>> Start DATA TO PROCESS

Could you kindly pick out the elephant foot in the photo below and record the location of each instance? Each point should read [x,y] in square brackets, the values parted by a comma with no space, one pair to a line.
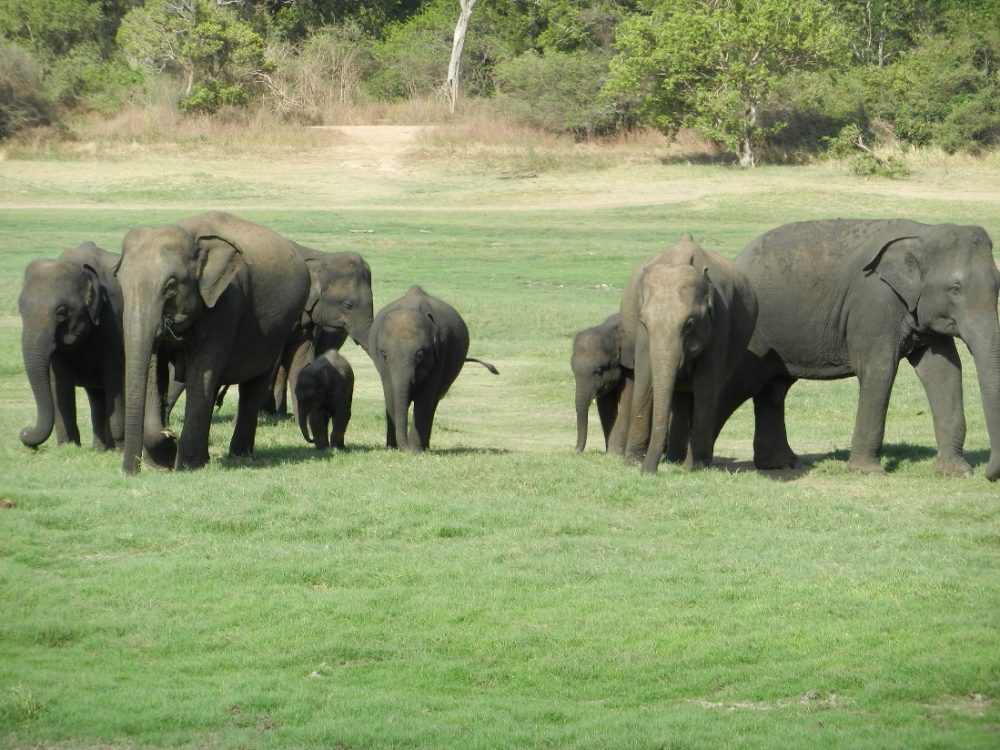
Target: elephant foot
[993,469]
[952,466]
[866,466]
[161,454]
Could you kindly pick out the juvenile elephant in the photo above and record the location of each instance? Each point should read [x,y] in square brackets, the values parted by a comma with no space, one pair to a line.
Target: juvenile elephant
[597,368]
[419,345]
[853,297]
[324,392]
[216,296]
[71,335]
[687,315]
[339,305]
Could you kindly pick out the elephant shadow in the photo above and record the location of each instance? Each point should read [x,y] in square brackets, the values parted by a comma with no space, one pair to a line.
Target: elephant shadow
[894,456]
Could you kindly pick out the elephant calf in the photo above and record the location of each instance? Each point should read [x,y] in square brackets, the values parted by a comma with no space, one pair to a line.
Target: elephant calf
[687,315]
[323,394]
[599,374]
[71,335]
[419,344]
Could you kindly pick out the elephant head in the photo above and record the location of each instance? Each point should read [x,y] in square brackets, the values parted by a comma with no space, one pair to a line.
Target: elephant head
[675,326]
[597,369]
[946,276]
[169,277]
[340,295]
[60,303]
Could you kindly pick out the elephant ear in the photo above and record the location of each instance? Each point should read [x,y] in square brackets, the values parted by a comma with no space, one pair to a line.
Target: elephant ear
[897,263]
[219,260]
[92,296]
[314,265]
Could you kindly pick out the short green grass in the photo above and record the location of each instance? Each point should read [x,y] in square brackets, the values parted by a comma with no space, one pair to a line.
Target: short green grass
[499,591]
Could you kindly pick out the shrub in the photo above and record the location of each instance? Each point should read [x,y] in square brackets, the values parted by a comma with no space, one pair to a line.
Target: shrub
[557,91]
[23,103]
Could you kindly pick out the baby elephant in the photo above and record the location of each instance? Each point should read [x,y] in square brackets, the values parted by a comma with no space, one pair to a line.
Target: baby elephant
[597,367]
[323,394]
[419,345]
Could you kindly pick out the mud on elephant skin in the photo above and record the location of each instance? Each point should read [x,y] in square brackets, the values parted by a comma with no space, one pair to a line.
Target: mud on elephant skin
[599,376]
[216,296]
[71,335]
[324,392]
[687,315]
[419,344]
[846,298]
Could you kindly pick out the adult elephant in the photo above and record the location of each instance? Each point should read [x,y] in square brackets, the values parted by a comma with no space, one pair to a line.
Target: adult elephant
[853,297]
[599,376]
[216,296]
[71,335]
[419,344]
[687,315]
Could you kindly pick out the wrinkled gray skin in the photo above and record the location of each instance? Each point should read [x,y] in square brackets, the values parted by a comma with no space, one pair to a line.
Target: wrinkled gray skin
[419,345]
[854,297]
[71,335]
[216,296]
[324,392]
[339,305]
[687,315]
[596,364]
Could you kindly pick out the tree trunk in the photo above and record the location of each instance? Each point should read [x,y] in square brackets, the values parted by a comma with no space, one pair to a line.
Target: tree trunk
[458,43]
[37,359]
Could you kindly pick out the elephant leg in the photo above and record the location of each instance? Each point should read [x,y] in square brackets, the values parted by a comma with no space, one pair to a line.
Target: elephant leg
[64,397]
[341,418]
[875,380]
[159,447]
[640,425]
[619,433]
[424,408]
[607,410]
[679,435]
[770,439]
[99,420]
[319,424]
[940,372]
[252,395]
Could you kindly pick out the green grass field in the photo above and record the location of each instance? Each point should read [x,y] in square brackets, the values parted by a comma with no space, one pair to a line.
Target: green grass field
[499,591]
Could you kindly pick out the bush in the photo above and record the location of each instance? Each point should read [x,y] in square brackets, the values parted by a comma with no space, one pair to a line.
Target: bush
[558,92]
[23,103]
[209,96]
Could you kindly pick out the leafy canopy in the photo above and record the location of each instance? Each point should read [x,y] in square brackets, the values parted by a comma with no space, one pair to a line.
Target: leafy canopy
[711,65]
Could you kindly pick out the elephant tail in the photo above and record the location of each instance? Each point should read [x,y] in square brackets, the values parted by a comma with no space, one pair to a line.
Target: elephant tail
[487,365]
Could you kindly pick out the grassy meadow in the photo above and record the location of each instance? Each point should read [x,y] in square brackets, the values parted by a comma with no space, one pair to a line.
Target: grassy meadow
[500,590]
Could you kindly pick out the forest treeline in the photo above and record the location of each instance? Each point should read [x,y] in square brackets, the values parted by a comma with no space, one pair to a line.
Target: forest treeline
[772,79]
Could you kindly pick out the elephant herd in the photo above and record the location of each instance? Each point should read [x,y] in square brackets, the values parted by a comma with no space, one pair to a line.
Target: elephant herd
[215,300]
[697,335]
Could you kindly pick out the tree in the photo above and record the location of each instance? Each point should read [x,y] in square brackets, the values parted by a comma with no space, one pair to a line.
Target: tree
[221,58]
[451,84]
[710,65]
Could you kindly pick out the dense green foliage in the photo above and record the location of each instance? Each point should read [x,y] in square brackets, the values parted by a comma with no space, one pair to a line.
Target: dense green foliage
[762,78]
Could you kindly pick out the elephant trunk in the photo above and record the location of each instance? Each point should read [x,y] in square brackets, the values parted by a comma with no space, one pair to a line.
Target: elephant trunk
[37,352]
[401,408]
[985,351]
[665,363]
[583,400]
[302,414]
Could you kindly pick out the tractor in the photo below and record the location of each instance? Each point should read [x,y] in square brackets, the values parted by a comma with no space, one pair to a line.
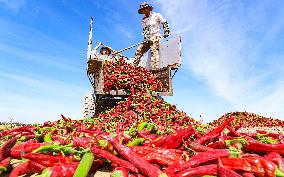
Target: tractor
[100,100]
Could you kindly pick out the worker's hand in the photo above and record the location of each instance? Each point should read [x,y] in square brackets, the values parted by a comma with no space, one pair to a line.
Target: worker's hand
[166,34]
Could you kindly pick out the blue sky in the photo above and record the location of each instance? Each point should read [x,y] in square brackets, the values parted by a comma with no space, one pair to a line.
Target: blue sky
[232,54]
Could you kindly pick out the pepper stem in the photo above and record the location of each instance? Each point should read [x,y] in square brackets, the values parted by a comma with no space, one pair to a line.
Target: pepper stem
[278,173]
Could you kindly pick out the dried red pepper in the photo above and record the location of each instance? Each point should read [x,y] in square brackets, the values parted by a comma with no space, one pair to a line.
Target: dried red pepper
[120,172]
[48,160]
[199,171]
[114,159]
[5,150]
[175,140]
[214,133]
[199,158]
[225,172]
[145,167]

>> End DATA TO PROCESS

Print the entries above exactly, taking out only the pictures.

Could you kindly pick out the elephant foot in the photo below and record the location of each instance? Each point should read [x,y] in square brackets, the values parted by a comma with no space, one pair to a line.
Target: elephant foot
[993,469]
[952,466]
[866,466]
[161,454]
Could you kindly pick out the juvenile elephant in the photo above and record the location of each instance? Each point should read [x,y] in square brackets, the values parted by a comma with no space, one pair to a line.
Target: juvenile elephant
[597,368]
[419,345]
[853,297]
[324,392]
[216,296]
[71,335]
[687,315]
[339,305]
Could you kindly pick out the elephant shadow in the photo above and record the location of each instance? Each point should read [x,y] in square brackets, the values parted by a comma with no space, one pair to a line.
Target: elephant shadow
[894,456]
Could you kindly pick out the elephant calf in the photo above and record the location of each instance? Each point should read [x,y] in square brackets, the values parted by a comma with no space, one pair to a line.
Target: elephant calf
[687,315]
[323,394]
[599,374]
[71,335]
[419,344]
Could you kindly pick out the elephant head in the photo above and record the location of each instance? Each point should read [x,y] in square brackets, the values parted by a comma with no space, one pair to a line.
Target: elephant head
[675,326]
[597,369]
[946,276]
[169,277]
[340,295]
[60,303]
Could you kindly pick out the elephant ear in the photo above and record the location of each instance? Each point should read [x,y] in square brackets, the values parted by a comma with no space, one pair to a line.
Target: elephant ear
[897,263]
[219,260]
[92,296]
[314,265]
Could you kindly pick out the short green grass in the photo above and record the location of each instance? Each point should read [x,y] in square brackets, the values parted by a comma with no space, one pair to a line.
Target: short green grass
[499,591]
Could you kindly pick out the shrub in the photo above and record the location of each instance? Each point should read [x,y] in square brackets, the values parted by a comma with no space, one pair to a line.
Target: shrub
[557,91]
[23,103]
Could you kindly pick out the baby elephant in the photo above and record the location of each instance? Each point should read [x,y] in square brackets, the values parted by a comma with no space, one pair to a line.
Target: baby elephant
[597,367]
[323,394]
[419,345]
Could you kindly pick out the mud on elephant skin in the photo above and record the location of each instance? Each point should read [x,y] in square brackets, the values parted by a comma with no space, one pair to a line.
Target: mud on elephant skin
[599,376]
[216,296]
[71,335]
[324,392]
[687,315]
[419,344]
[846,298]
Could you kindly pick out the adult elephant in the photo above and record the location of each instance? Each point should read [x,y] in square brackets, the values parted by a comma with no space, one pair to a line.
Target: adult elephant
[853,297]
[599,376]
[216,296]
[71,335]
[419,344]
[687,315]
Could you kindly pick out the wrinkled gray skin in the photo above and record the location of each instance? Each point should read [x,y] in square brackets, the values parted by a comma with no space, one pair to a line.
Target: wrinkled gray skin
[419,345]
[854,297]
[71,335]
[216,296]
[324,392]
[339,305]
[687,315]
[596,364]
Could you kindly pick out the tree trunk in the photo above and record the location of each instance? Each point should read [x,y] in square brackets, the values parted by a comma with no space, one pair to a line.
Target: tree trunk
[458,43]
[37,359]
Could you kindly pick out the elephant leg in the photo above and record the location of each instance? Each point should read [x,y] in square brackets, the values parted by a comma with no space, one pair to a line.
Target: elephant leg
[64,397]
[341,418]
[875,380]
[159,447]
[640,425]
[619,433]
[424,408]
[607,410]
[679,435]
[770,439]
[99,420]
[319,424]
[940,372]
[252,395]
Could you kindly pick out the green grass field in the photo above and record the location of each instance? Each point should read [x,y] in square brackets, the values parted by a comma with no space, one pair to a line.
Target: green grass field
[499,591]
Could you kindly pick out the bush in the photo above and record the location of each instance? Each point should read [x,y] in square brackets, the values parted by a comma with no space, one pair to a line.
Target: bush
[558,92]
[23,103]
[209,96]
Could you kindly pick out the leafy canopy in the photo above and record the location of each instance? Each point should read [x,y] in square brackets, the values parted by a comma with no space, one pair to a line.
Target: leafy canopy
[711,65]
Could you kindly pick out the elephant tail in the photo above and record the location of each instance? Each point should read [x,y] in square brackets, the values parted by a comma with no space, one pair to a line.
Target: elephant tail
[487,365]
Could you kindly pick out the grassy meadow in the photo above and record the location of each instance? Each point should read [x,y] in square brackets, the values parted by a comma with no space, one pair to a line.
Target: grassy meadow
[500,590]
Could you kindly pick out the forest treeline in the photo above and record the location of each instance? Each point should read [x,y] in square brackets, the values parted by a comma with no space, one pair to a line.
Target: forest treeline
[772,79]
Could you kindly pick out the elephant herd in the photo above and record the location of each instance? Each point should read [x,y] in square brackets, the values parted by a comma with no space, one pair to a line.
Target: elephant herd
[215,300]
[697,335]
Could you kindly pick out the tree in the photo above and record the location of each instance? Each point should read [x,y] in square brackets, the values parted by a comma with no space, one pair to a line.
Target: tree
[221,58]
[451,84]
[710,65]
Could you kindly pick out the dense green foliage in the photo above and record the location of each instance? Each point should read [x,y] in square brackets, the values parted by a comma with no space, one pair to a line.
Target: dense green foliage
[762,78]
Could you kindly pick out the elephant trunk in the photo above and record the location of each instance? Each point should read [x,y] in square brackets, the values parted by a comma with no space, one pair to a line.
Target: elephant trunk
[37,352]
[401,408]
[985,351]
[665,363]
[583,400]
[302,414]
Could you kindly pick out the tractor in the photo below and record the location of each instance? Each point should read [x,y] in square brackets, the values parted by a comma with no space, one pair to a line.
Target: tractor
[100,100]
Could you kindly pick out the worker's hand in the photo above and record the location of each instance? Each point should read [x,y] in square brackets, the values parted by a comma with no space, one pair to a line.
Target: worker's hand
[166,34]
Could you kindly pick out the blue sky in the photo above and record the location of each instance? Each point should read [x,y] in square brackets, the values parted by a comma with no space, one pair to a line.
Target: blue sky
[232,54]
Could you kindly pick out the pepper stem in the photo above and record the location of each instance? Each point should read [x,y] in square brackets, the values parted by a comma with no space, one pair to a line.
Target: pepper stem
[278,173]
Could you kindly pick out the dried red pepper in the photo above and record the location of each instance? Each point should read [x,y] in square brackets, the values parted by a comma with no space, one pair to a line.
Target: dried red pepper
[120,172]
[48,160]
[199,171]
[114,159]
[5,150]
[175,140]
[214,133]
[199,158]
[225,172]
[145,167]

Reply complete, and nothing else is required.